::: Texto :::
# Ejemplo de Cd4047, donde?



## marcelo2112 (Ene 27, 2008)

Hola, quiero un generador de pulsos con dos salidas desfasadas, y este integrado es mi solucion.
El problema es que no se como conectarlo, encontre un par en el foro pero en la simulacion en isis no me funcionaron, no tienen un esquema por ahi?Gracias


----------



## Vick (Ene 27, 2008)

El 4047 no puede simularse en ISIS por que no tiene modelo, es decir, no esta programado ese integrado para poder simularlo.

Saludos.


----------



## Eduardo (Ene 28, 2008)

Miraste el datasheet?


----------



## marcelo2112 (Ene 29, 2008)

mire un par de datasheet, pero no encontre en ninguno.
Raro lo del isis, no me dice que no encuentra la libreria.


----------



## Eduardo (Ene 29, 2008)

Escribis mas abajo, donde dice "Buscador de hojas de datos"  CD4047

Segundo datasheet -> pagina 7-903 -> Function -> Astable multivibrator -> Free running ->  pines 4,5,6 y 14 a Vdd y pines 7,8,9 y 12 a Vss , R y C segun diagrama.


----------



## marcelo2112 (Feb 3, 2008)

Eduardo: con eso ya tengo las dos salidas desfasadas?pines 10 y 11 no?


----------



## Eduardo (Feb 3, 2008)

Desfasadas 180° , son la salida del divisor x2 y su complemento.


----------



## sebasgm (Feb 3, 2008)
::: Datos :::
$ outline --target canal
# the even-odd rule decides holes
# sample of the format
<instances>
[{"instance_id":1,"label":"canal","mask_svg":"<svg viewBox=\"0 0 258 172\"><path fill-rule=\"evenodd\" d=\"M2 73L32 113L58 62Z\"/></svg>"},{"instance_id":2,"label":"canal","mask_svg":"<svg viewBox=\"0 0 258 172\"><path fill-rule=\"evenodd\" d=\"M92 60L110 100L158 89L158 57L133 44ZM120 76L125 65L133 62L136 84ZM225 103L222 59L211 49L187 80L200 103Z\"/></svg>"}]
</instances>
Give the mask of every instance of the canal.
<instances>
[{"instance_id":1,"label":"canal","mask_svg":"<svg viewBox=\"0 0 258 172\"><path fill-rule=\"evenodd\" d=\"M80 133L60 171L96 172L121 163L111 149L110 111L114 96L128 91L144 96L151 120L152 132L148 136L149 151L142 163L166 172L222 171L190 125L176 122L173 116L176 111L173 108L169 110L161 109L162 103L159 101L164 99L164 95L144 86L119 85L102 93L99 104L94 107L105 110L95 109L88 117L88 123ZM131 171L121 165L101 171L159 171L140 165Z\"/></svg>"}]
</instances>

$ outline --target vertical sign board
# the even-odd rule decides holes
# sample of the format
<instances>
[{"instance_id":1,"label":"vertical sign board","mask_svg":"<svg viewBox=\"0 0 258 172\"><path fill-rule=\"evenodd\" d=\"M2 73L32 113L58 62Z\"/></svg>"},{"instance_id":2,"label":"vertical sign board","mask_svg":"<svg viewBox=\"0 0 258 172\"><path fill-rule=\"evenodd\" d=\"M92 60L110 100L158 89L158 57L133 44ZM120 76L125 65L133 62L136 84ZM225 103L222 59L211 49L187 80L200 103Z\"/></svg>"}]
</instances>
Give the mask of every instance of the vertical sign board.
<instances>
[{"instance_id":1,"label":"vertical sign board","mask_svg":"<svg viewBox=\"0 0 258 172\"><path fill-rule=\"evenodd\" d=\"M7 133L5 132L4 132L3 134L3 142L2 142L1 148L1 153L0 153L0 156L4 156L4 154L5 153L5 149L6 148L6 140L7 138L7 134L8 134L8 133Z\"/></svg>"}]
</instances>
:::
**Indicación A:** Según el hilo sobre el CD4047, ¿por qué no puede simularse el 4047 en ISIS?
**Indicación B:** Cambia "Vss" por "GND" y vuelve a escribir el fragmento del hilo sobre el CD4047 que empieza en las palabras que contienen "## Eduardo (Ene 29, 2008)" y termina después de "marcelo2112 (Feb 3, 2008)".
**Indicación C:** Prosigue el hilo del foro sobre el CD4047 desde el punto en que se detiene.
Los datos no hacen falta para resolver estas tareas.

**Respuesta A:** Porque no tiene modelo, es decir, ese integrado no está programado para poder simularlo.

**Respuesta B:**
## Eduardo (Ene 29, 2008)

Escribis mas abajo, donde dice "Buscador de hojas de datos"  CD4047

Segundo datasheet -> pagina 7-903 -> Function -> Astable multivibrator -> Free running ->  pines 4,5,6 y 14 a Vdd y pines 7,8,9 y 12 a GND , R y C segun diagrama.


----------



## marcelo2112 (Feb 3, 2008)

**Respuesta C:**
El livewire simula bien al 4017. nunca lo usé en la config que vos estás buscando pero si tenés dudas de como conectarlo (tenés alguna idea pero no estás seguro) podés probar con este programa. Yo ando en la búsqueda de programas para simular cosas así y este, aunque no sea el más potente y completo, es lejos el que me pareció más sencillo de usar, incluso para las simulaciones.

Suerte.


----------



## marcelo2112 (Feb 4, 2008)

sebasgm dijo:
			
		

> El livewire simula bien al 4017. nunca lo usé en la config que vos estás buscando pero si tenés dudas de como conectarlo (tenés alguna idea pero no estás seguro) podés probar con este programa. Yo ando en la búsqueda de programas para simular cosas así y este, aunque no sea el más potente y completo, es lejos el que me pareció más sencillo de usar, incluso para las simulaciones.
> 
> Suerte.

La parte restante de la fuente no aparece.